Problem -
Format the lines of the records from the line containing "Is there any patio" through the line containing "[72, 106, 163, 157]", inclusive, as a JSON list of strings, with one string for each line and blank lines omitted.

Data lines -
-- begin --

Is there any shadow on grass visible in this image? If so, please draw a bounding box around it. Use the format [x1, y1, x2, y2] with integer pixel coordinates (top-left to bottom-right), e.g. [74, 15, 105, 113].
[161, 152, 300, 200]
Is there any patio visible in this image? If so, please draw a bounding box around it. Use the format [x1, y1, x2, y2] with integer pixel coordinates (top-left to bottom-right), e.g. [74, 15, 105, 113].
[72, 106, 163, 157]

-- end --
-- begin --

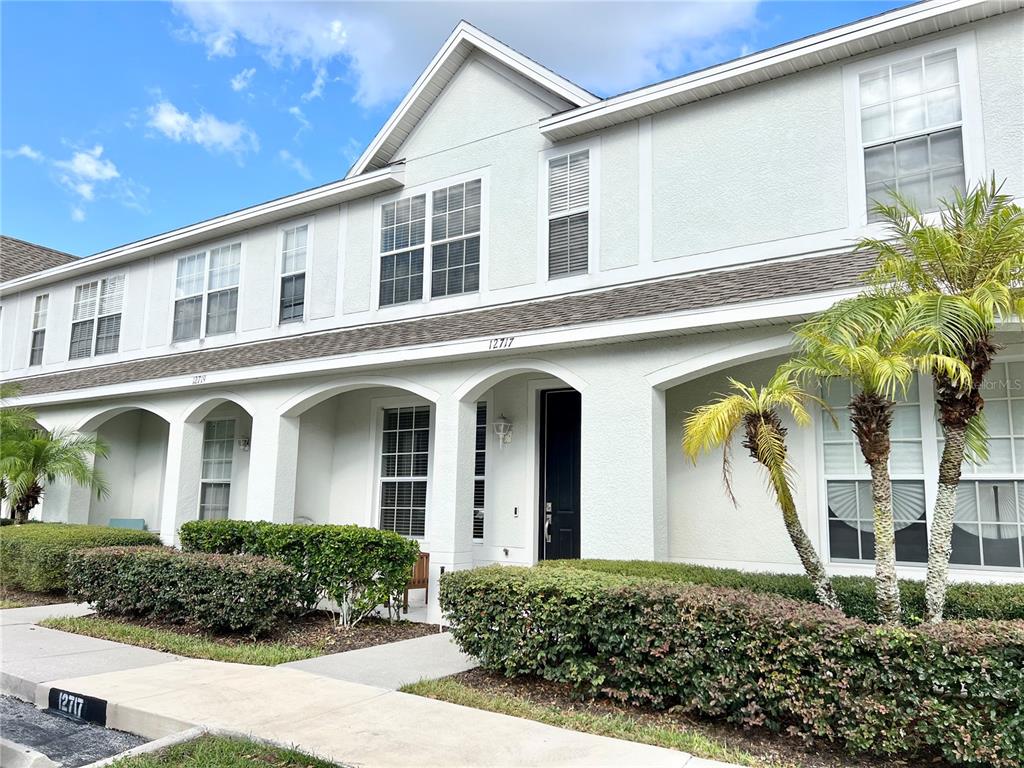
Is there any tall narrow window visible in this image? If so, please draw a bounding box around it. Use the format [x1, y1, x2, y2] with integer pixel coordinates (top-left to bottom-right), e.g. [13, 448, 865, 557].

-- end --
-- begin --

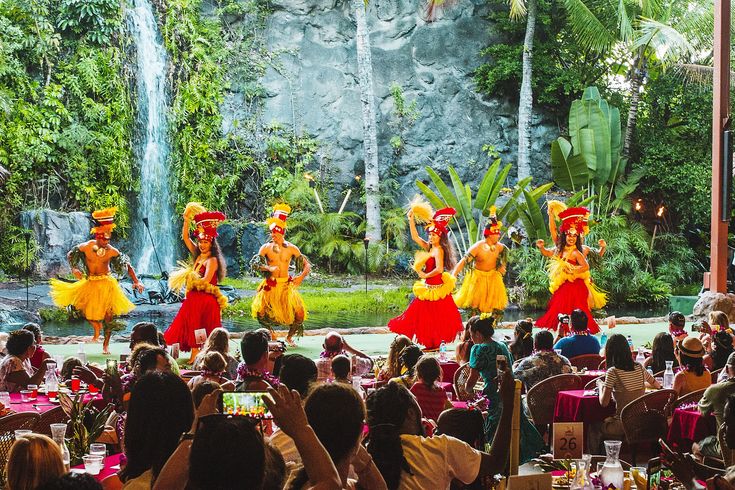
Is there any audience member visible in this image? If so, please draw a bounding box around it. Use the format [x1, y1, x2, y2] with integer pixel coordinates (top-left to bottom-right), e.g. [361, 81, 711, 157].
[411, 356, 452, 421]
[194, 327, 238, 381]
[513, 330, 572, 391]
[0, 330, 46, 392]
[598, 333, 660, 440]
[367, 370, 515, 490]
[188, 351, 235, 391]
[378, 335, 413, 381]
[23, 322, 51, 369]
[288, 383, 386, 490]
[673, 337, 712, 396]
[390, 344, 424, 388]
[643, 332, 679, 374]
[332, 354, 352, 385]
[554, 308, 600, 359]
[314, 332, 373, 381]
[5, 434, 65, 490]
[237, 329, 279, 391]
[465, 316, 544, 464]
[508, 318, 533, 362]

-- end --

Solution for this exercise -
[
  "Is there any patio visible in this image? If so, please draw a bounding box around it. Use the format [x1, y1, x2, y2] with integer pixel coordinates (top-left to bottom-right), e.g. [74, 15, 105, 113].",
  "[72, 106, 163, 157]"
]